▶ PROVIDED PASSAGE
-- begin --
This is also a central argument posed by National Geographic explorer Wade Davis, author of a recent book which explores Imperial Metals’ plans to open the Red Chris gold and copper mine in an area of BC known as the Sacred Headwaters.

“None of us are against mines, it’s just: how many mines, in what places, at what cost to the environment and for whose benefit? The real issue is, do we want to tear up our landscape? Is that something we want to do? Tourism employs more people in British Columbia than mining, logging and commercial fishing combined. Tell me why, after generations, our government continues to say the only way to build an economy, with all these assets, is by destroying our natural heritage?”

Despite having valid permits for exploration, “there are no current plans for exploration drilling or road building at Fandora this year,” said Steve Robertson, vice president of corporate affairs for Imperial Metals, via email. He added that at present it would be more accurate to describe Fandora as an “exploration” project rather than a mine.
-- end --
[Records from the dataset]
-- begin --
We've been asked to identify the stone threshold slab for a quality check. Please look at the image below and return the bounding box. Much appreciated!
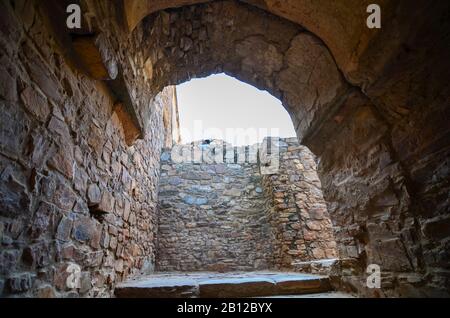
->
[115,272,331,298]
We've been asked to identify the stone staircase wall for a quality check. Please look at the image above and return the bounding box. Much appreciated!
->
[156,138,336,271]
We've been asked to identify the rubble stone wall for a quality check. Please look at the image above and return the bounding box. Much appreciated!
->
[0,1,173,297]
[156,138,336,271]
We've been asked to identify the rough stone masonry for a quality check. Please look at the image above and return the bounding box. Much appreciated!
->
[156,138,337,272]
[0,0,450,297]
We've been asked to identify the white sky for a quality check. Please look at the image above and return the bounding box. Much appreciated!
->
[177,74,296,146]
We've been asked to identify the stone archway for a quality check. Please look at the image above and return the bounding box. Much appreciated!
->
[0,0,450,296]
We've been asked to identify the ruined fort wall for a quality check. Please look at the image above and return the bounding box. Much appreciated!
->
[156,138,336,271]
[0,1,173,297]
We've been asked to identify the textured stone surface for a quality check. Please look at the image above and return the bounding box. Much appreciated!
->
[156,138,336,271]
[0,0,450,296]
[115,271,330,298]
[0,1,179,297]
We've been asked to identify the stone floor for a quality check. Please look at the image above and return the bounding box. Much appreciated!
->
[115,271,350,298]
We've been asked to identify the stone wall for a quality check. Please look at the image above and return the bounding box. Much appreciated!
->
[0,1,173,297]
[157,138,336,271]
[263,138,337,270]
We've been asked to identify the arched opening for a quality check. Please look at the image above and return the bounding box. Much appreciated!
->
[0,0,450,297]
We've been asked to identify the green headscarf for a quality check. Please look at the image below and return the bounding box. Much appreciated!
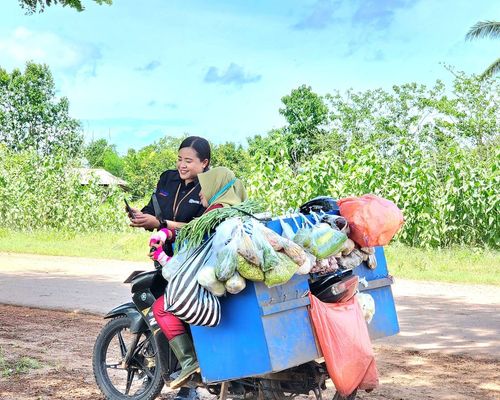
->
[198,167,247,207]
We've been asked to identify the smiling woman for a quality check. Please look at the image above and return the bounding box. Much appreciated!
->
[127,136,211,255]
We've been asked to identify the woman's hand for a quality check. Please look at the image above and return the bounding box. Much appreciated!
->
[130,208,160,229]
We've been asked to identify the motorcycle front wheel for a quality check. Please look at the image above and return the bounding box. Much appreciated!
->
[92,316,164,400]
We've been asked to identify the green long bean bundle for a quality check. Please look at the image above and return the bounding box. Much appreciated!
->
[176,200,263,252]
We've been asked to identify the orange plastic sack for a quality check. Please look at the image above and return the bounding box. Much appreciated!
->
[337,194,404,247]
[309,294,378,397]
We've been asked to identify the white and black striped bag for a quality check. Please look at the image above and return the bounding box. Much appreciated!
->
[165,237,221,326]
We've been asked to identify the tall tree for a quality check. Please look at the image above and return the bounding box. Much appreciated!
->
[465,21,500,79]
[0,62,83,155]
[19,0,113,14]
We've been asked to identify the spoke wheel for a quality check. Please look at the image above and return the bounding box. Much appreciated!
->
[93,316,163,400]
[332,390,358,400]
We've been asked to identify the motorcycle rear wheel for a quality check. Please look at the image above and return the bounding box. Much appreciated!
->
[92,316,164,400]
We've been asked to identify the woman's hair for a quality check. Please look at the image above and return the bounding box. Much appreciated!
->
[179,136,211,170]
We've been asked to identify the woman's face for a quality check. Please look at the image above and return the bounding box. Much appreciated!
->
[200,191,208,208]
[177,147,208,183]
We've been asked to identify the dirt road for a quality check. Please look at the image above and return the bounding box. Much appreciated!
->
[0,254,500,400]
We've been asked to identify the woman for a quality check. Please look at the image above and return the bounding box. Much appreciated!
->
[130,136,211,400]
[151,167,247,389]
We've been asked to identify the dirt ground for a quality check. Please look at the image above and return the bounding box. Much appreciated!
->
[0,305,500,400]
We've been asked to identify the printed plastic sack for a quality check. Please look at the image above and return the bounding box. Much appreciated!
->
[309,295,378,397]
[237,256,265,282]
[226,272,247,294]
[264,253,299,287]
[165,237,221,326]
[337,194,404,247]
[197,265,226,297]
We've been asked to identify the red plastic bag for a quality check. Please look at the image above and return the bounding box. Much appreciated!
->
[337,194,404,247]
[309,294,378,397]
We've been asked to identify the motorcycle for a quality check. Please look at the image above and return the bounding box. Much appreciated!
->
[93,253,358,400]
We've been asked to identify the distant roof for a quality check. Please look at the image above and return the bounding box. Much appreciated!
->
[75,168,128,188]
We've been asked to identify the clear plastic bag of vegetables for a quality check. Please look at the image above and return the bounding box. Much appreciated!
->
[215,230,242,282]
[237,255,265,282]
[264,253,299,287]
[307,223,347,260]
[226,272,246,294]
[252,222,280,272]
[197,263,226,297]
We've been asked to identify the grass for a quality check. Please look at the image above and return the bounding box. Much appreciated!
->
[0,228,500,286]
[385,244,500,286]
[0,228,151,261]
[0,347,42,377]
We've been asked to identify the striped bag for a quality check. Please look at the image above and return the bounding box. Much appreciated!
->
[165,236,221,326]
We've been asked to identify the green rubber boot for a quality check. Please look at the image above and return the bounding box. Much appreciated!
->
-- end --
▶ EXERCISE
Copy out the entire Sacred Headwaters passage word for word. The dataset material above is separate from the Sacred Headwaters passage.

▶ RESPONSE TO THIS EXERCISE
This is also a central argument posed by National Geographic explorer Wade Davis, author of a recent book which explores Imperial Metals’ plans to open the Red Chris gold and copper mine in an area of BC known as the Sacred Headwaters.

“None of us are against mines, it’s just: how many mines, in what places, at what cost to the environment and for whose benefit? The real issue is, do we want to tear up our landscape? Is that something we want to do? Tourism employs more people in British Columbia than mining, logging and commercial fishing combined. Tell me why, after generations, our government continues to say the only way to build an economy, with all these assets, is by destroying our natural heritage?”

Despite having valid permits for exploration, “there are no current plans for exploration drilling or road building at Fandora this year,” said Steve Robertson, vice president of corporate affairs for Imperial Metals, via email. He added that at present it would be more accurate to describe Fandora as an “exploration” project rather than a mine.